▶ [DIRECTIONS] Exactly as written, set down every entry once more.

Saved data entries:
--- --- ---
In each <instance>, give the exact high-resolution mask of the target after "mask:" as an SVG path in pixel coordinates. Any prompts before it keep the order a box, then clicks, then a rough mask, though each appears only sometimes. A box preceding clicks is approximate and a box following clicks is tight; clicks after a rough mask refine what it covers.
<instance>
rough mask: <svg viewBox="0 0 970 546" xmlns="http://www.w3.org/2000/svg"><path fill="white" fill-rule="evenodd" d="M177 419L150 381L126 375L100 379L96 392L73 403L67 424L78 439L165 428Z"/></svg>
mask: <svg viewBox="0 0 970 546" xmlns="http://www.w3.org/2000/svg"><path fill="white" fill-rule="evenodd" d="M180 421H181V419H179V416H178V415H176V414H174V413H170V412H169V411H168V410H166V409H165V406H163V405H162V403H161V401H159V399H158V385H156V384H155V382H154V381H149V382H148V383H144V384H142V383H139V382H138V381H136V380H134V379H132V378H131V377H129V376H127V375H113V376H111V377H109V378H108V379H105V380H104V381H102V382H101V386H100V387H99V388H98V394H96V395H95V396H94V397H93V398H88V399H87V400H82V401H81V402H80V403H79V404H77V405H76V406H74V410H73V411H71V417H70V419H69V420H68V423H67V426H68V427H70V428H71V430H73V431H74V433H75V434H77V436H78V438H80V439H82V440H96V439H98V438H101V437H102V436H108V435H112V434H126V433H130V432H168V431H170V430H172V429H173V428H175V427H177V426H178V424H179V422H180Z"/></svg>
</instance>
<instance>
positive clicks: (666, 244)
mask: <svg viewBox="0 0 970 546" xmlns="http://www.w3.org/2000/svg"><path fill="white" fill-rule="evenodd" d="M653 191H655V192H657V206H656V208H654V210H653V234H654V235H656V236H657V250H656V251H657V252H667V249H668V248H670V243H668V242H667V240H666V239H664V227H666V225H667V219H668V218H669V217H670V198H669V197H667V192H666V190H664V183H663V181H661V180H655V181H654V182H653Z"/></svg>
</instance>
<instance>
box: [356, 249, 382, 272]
--- --- ---
▶ [RESULT OF THIS EXERCISE]
In each <instance>, give the exact high-resolution mask of the target after "mask:" as an SVG path in pixel coordinates. Any prompts before it keep the order a box, then clicks, then a rough mask, though each appears only sometimes. A box preceding clicks is approximate and a box following clicks is tight; clicks after a rough mask refine what it covers.
<instance>
rough mask: <svg viewBox="0 0 970 546" xmlns="http://www.w3.org/2000/svg"><path fill="white" fill-rule="evenodd" d="M177 419L150 381L126 375L100 379L96 392L73 403L67 424L78 439L165 428Z"/></svg>
mask: <svg viewBox="0 0 970 546" xmlns="http://www.w3.org/2000/svg"><path fill="white" fill-rule="evenodd" d="M180 421H181V419H179V416H178V415H176V414H174V413H170V412H169V411H168V410H166V409H165V406H163V405H162V403H161V401H159V399H158V385H156V384H155V382H154V381H149V382H148V383H144V384H142V383H139V382H138V381H136V380H134V379H132V378H131V377H129V376H127V375H113V376H111V377H109V378H108V379H105V380H104V381H102V382H101V386H100V387H99V388H98V394H96V395H95V396H94V397H93V398H88V399H87V400H82V401H81V402H80V403H79V404H77V405H76V406H74V410H73V411H71V417H70V419H69V420H68V423H67V426H68V427H70V428H71V430H73V431H74V433H75V434H77V436H78V438H80V439H82V440H96V439H98V438H101V437H102V436H108V435H112V434H126V433H130V432H168V431H170V430H172V429H173V428H175V427H177V426H178V424H179V422H180Z"/></svg>
</instance>
<instance>
positive clicks: (666, 244)
mask: <svg viewBox="0 0 970 546" xmlns="http://www.w3.org/2000/svg"><path fill="white" fill-rule="evenodd" d="M653 191H655V192H657V206H656V208H654V210H653V234H654V235H656V236H657V250H656V251H657V252H667V249H668V248H670V243H668V242H667V240H666V239H664V227H666V225H667V219H668V218H669V217H670V198H669V197H667V192H666V190H664V183H663V181H661V180H655V181H654V182H653Z"/></svg>
</instance>
<instance>
box: [356, 249, 382, 272]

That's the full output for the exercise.